◆ **Page extract**
____
The second circuitry collects data that includes power management related data from remote servers storing telemetry data of multiple devices using the same computing system or system architecture as the computing device (block 610). This data is monitored and recorded by multiple client devices using the same system architecture and then sent as telemetry messages to the remote servers. In an implementation, the second circuitry retrieves the above data indicating hardware behavior responsive to detecting a period of time has elapsed. An indication of the period of time is stored in a programmable configuration register. In another implementation, the second circuitry retrieves the data indicating hardware behavior responsive to detecting an event such as a P-state change.

The second circuitry organizes the collected data using a data format (block 612). In some implementations, when executing the instructions of an anomaly detection driver, the second circuity organizes the collected data into a data format such as rows and columns based on the information type. Each type of information has a location reserved for it in the rows and columns of the first format. An example of this organized data is dataset 120 (of FIG. 1). The second circuitry generates an image by executing a spatial voting algorithm using the collected and organized data (block 614). An example of the image in the grid format is image 140 (of FIG. 1). The second circuitry sends the image to an evaluator to generate an indication specifying whether the image corresponds to an anomaly in the computing device. A further description of these subsequent steps is provided in the below description of method 700 (of FIG. 7).

Referring now to FIG. 7, a generalized block diagram is shown of a method 700 for efficiently detecting attacks on a client device. The attacks can, for example, be seeking access to private user information, or otherwise. Examples of a client device are a laptop computer, a smartphone, a gaming console, a server computer, a desktop computer, or otherwise. First circuitry of the client device executes instructions of an operating system and commands from the operating system (block 702). In various implementations, the first circuitry has the same functionality as circuitry 112 (of FIG. 1) and first circuitry 507 (of FIG. 5). The client device also includes second circuitry that is isolated from operating system software being executed by at least the CPU of the first circuitry. In this sense, the second circuitry is configured to execute instructions of code instead of the operating system such as instructions of an anomaly detection driver (block 704). In various implementations, the second circuitry has the same functionality as anomaly detection circuitry 114 (of FIG. 1) and second circuitry 502 (of FIG. 5).
____
◆ **Stated exercise 1**
In the anomaly detection text, where is the indication of the period of time stored?
◆ **Stated exercise 2**
Please write out the anomaly detection text word for word between "The second circuitry collects" and "a P-state change.", inclusive.

◆ **Extracted information**
____
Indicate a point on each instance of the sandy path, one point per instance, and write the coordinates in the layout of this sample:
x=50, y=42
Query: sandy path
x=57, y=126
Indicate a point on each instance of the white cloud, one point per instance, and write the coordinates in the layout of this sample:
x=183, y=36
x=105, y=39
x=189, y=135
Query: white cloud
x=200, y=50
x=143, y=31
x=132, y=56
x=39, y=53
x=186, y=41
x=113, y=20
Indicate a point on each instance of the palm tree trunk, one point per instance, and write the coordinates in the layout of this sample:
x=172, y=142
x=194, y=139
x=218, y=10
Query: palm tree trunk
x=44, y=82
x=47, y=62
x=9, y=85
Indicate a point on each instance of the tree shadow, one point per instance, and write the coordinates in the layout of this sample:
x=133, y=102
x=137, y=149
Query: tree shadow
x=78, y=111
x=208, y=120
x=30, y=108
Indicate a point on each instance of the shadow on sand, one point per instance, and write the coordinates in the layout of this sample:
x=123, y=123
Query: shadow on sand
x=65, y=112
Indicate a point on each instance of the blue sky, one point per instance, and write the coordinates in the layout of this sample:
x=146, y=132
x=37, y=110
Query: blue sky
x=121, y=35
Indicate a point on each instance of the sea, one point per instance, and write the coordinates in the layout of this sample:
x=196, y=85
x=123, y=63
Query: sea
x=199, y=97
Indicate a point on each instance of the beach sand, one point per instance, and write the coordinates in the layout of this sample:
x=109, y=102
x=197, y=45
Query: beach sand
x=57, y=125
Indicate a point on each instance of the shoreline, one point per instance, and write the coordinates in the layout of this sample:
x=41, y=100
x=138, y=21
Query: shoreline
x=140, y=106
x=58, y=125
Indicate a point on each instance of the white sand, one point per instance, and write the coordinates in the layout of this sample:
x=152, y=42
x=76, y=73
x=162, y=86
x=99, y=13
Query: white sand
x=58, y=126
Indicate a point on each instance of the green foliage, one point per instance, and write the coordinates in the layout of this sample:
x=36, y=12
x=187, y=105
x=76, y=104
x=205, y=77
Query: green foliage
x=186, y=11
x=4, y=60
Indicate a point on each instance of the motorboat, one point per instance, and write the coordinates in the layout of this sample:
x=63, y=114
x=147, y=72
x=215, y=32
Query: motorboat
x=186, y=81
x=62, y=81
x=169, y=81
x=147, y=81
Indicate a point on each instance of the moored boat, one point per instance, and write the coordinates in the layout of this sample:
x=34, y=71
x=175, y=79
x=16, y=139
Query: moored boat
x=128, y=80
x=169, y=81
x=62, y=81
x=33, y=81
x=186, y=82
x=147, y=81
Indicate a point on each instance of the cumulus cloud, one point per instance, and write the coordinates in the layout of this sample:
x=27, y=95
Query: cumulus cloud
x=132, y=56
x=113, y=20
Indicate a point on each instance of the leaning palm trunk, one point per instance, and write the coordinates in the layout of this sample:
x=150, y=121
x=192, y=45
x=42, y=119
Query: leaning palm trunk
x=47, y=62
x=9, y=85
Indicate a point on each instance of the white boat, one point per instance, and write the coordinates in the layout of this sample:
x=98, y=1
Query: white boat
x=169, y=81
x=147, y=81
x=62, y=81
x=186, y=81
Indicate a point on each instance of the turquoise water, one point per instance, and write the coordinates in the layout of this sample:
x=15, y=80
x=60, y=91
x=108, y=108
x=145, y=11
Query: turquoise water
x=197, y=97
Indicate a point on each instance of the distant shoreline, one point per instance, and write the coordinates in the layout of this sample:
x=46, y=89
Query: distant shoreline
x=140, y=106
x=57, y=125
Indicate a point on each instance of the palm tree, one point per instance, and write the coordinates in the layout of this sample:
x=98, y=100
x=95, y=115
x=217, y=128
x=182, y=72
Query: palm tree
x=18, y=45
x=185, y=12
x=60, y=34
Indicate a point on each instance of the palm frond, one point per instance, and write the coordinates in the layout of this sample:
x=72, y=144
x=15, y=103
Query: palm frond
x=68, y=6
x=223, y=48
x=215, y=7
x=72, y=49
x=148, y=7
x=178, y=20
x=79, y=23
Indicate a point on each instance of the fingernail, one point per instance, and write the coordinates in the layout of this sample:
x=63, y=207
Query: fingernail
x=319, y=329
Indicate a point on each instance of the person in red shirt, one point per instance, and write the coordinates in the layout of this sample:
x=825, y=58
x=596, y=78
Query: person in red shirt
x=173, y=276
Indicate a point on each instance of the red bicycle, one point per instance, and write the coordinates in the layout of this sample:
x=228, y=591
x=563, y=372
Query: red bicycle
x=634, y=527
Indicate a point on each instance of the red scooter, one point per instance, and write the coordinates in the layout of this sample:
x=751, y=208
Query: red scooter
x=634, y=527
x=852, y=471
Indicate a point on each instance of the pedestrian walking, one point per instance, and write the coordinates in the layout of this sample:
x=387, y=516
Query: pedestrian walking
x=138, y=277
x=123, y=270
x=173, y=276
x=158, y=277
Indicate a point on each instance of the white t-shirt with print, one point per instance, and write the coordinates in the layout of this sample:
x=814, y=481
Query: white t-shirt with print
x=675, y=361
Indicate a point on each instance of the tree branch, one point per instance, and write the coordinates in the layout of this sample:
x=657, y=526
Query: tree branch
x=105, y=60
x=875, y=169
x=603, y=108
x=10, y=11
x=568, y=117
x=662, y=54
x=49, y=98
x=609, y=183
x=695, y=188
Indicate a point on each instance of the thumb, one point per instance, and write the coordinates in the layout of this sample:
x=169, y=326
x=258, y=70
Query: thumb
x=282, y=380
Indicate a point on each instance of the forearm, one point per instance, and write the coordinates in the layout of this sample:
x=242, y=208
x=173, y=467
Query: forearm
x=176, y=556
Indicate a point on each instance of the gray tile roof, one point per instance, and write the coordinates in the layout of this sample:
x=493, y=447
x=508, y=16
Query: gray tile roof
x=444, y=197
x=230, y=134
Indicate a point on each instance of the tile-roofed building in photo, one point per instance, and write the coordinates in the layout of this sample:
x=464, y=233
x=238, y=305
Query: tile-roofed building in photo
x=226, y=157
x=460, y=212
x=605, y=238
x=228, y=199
____
◆ **Worked answer 1**
In a programmable configuration register.

◆ **Worked answer 2**
The second circuitry collects data that includes power management related data from remote servers storing telemetry data of multiple devices using the same computing system or system architecture as the computing device (block 610). This data is monitored and recorded by multiple client devices using the same system architecture and then sent as telemetry messages to the remote servers. In an implementation, the second circuitry retrieves the above data indicating hardware behavior responsive to detecting a period of time has elapsed. An indication of the period of time is stored in a programmable configuration register. In another implementation, the second circuitry retrieves the data indicating hardware behavior responsive to detecting an event such as a P-state change.